** Objective **
Reproduce each of the records below verbatim, line for line, without altering any character.

━━━━━━━━━━

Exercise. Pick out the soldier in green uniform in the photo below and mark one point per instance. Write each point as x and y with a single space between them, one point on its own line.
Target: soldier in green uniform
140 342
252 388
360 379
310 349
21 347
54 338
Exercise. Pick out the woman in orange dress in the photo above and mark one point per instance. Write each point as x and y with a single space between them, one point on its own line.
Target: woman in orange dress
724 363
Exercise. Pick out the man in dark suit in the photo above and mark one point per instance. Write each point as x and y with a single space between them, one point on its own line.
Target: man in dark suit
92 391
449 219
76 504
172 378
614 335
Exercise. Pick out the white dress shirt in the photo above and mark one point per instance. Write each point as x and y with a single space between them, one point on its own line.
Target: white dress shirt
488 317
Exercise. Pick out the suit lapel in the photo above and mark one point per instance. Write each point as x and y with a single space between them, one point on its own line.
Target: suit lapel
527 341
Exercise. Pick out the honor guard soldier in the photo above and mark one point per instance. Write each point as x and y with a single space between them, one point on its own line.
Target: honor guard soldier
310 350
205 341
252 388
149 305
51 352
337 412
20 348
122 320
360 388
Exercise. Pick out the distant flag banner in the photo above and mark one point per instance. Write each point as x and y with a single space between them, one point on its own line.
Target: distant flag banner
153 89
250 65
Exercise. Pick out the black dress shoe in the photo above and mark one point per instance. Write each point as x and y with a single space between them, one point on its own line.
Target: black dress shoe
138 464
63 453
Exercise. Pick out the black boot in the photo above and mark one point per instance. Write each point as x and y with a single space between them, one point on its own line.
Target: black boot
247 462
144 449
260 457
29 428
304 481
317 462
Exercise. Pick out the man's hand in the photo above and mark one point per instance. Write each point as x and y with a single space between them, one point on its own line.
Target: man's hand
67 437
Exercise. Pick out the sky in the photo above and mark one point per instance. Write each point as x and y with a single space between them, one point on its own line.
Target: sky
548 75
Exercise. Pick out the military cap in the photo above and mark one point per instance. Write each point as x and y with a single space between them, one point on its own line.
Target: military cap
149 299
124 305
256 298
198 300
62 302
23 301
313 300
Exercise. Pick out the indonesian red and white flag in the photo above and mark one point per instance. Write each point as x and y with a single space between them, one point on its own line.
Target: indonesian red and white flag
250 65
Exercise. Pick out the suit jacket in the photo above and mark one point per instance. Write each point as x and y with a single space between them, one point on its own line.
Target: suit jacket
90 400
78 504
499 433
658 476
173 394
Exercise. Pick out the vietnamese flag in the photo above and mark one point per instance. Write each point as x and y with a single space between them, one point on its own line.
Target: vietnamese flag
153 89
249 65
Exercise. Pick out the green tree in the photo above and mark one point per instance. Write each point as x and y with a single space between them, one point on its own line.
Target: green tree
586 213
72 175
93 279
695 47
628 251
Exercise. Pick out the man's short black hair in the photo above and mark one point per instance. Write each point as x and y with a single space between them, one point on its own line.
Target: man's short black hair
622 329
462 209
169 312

━━━━━━━━━━

** Correct answer **
Exercise. Pick out the soldier in green uniform in the photo below and mark one point per instance. Write each point as x and y with a single space between them, one point on its own line.
Target: soldier in green uniform
140 342
252 388
360 379
310 349
21 347
54 338
Exercise. Pick out the woman in orange dress in the photo above and mark one point per instance. Write each point as x and y with a single space between them, one point on its own line.
Target: woman in orange dress
724 363
Exercise. Pick out the man in dark suit in the photo above and mark one point per instance. Write each point as x and y with a single space between them, one point on its own line.
Target: man in dark suit
92 391
449 219
76 504
172 378
614 335
Exercise. Pick out the white dress shirt in the photo above and mark one point per instance. Write each point as x and y with a single space between them, one point on its own line.
Target: white dress shirt
488 317
Exercise. Pick out the suit lapel in the photo above and mark one point per instance. Write each point as x and y with a single space between them, one point on its own line.
Target: suit lapel
527 341
Exercise. Pick out the honor guard soldier in the photo above and mark one point per instance. Write each point as x and y with a single space between them, one point on its own line.
Target: honor guard soldier
310 350
205 341
252 388
149 305
51 352
337 412
20 348
122 320
360 388
Exercise. Pick out the distant flag banner in the photo above and mark one point per instance. Write each point as x and y with a single space between them, one point on its own line.
Target: distant flag banner
153 89
250 65
Exercise. Pick out the black dress shoe in the photo above and mark one point per instance. Write each point as x and y with a single space between them, one point on its own line.
Target: black dress shoe
138 464
63 453
Exercise. Pick out the black boot in the photo above and mark one point per instance. Write each point as x and y with a single space between them, one point on its own line.
Target: black boot
247 462
144 449
260 457
29 428
304 481
317 462
Exercise. Pick out the man's hand in the photo above and mark one point per instance. Write each point as x and y with a single space between them, one point on its own line.
Target: man's hand
67 437
Exercise. Pick out the sky in the photo above and mark one point per instance. Write each point as x and y with a single space between them, one point on its own line.
Target: sky
548 75
Exercise. Pick out the military cap in the photo above and mark one point per instance. Write each point as x and y with a single space between them, one point on its own line.
Target: military cap
149 299
124 305
256 298
198 300
62 302
23 301
313 300
Exercise. Pick out the indonesian red and white flag in the photo above and mark one point per instance. Write each point as x and y with a single space between them, one point on its own line.
Target: indonesian red and white flag
250 65
Exercise. Pick out the suit jacket in the photo above and mark one point per instance. Write each point as x and y with a single space between them, one point on its own line.
Target: suit jacket
90 400
78 504
499 433
658 476
173 394
Exercise. Pick out the vietnamese flag in the photo above and mark one point per instance. Write each point as x and y with a single space between them, one point on its own line.
Target: vietnamese flag
153 89
249 65
Exercise. Pick out the green tree in the photo above and mark one point per instance. Write each point as x and y with a single space between them, one point on its own line.
Target: green tree
586 213
72 175
93 279
695 47
628 251
Exercise. Pick out the man's short black hair in the photo above and mark one point per instance. Write each point as x and y with a single space between them, one point on its own line.
Target: man's short black hair
622 329
462 209
169 312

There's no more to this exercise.